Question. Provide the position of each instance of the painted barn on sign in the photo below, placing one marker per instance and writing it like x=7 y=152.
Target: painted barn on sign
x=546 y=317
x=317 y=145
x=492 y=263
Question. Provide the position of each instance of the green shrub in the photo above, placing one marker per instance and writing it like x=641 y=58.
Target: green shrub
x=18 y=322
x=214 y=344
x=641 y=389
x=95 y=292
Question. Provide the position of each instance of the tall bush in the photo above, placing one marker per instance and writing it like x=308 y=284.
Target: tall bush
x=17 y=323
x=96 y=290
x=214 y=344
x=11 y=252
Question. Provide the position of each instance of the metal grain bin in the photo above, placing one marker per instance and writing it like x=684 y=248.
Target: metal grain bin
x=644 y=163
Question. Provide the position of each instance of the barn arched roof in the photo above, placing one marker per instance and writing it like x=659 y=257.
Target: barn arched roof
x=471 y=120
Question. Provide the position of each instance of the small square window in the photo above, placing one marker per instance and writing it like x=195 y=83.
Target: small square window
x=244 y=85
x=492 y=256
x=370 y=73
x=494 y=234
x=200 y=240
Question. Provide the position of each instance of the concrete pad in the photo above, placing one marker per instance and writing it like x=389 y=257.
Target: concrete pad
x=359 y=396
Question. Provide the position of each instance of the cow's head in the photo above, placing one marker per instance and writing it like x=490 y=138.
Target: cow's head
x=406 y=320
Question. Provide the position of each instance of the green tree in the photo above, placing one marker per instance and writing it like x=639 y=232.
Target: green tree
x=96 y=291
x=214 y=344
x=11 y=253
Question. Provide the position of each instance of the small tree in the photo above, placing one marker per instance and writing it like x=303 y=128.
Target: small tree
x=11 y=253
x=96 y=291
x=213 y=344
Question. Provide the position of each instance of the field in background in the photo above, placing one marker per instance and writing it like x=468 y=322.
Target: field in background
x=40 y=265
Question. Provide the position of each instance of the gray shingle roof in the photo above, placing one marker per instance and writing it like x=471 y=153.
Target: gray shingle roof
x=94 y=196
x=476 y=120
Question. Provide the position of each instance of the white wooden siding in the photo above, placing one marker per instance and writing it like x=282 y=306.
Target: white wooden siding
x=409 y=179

══════════

Task objective: Prepare a faithful transcription of the material above, with nothing altered.

Response for this exercise:
Question. Provide the position of each instance of the painted barn on sign in the photo below, placing one marker per instance and writing it like x=7 y=152.
Target: painted barn on sign
x=546 y=317
x=317 y=145
x=492 y=263
Question. Provide the position of each instance of the green shrub in the photo above, placing one marker per instance and writing it like x=641 y=58.
Target: green shrub
x=18 y=322
x=214 y=344
x=641 y=389
x=95 y=292
Question. Provide the position of each instance of the tall bush in the photo above, placing one marker per instance and writing it like x=308 y=284.
Target: tall bush
x=17 y=323
x=96 y=290
x=214 y=344
x=11 y=252
Question. Provide the position of each instance of the metal grain bin in the photo above, placing one marker per instance and writing it like x=684 y=248.
Target: metal grain bin
x=644 y=163
Question. Provide the position of each instance of the barn arched roof in the photo above, placing one marker per instance and writing it like x=659 y=257.
Target: barn arched roof
x=471 y=120
Question. Provide the position of each instance of the small square window in the photo above, placing one marker per instance and writing it like x=195 y=83.
Target: small square window
x=244 y=85
x=492 y=256
x=370 y=73
x=494 y=234
x=200 y=240
Question. Provide the position of each instance of the concrete pad in the photo above, placing one marker per instance and writing it like x=389 y=257.
Target: concrete pad
x=359 y=396
Question. Provide the position of each instance of the cow's head in the photo above, placing one marker per instance and writing it like x=490 y=138.
Target: cow's head
x=406 y=320
Question. Provide the position of each instance of the green tree in the photo above, placing one marker per instance and writing it like x=639 y=232.
Target: green tree
x=96 y=291
x=214 y=344
x=11 y=253
Question. Provide the position of each instance of the small tree in the photo above, placing one marker per instance and writing it like x=303 y=128.
Target: small tree
x=11 y=253
x=96 y=291
x=213 y=344
Question. Provide the position of each instance of the field in background in the photo above, placing one marker per instance and writing it like x=468 y=322.
Target: field in background
x=40 y=265
Question. Provide the position of each instance of the gray shingle roof in the photo above, placing one marker per instance and writing it like x=471 y=153.
Target: gray shingle roof
x=94 y=196
x=476 y=120
Question. Provide the position of each instance of the white wooden siding in the photo above, placing one marker per instance and writing it like x=282 y=306.
Target: white wooden siding
x=409 y=179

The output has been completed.